>> begin Input records

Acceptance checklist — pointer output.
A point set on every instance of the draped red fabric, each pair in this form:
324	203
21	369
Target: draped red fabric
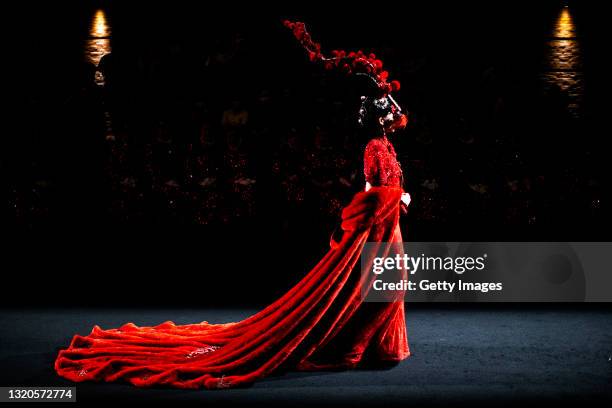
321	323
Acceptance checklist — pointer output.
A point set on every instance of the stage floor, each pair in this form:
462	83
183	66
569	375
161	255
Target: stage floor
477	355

>> end Input records
>> begin Input records

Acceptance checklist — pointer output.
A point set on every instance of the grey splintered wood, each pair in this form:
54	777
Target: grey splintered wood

>> end Input records

*Task details*. Which lines in the rows above contain the word "stage"? Copy each of them.

*Answer to this task*.
A point set on every instance of the stage floor, each pair in this form:
Target: stage floor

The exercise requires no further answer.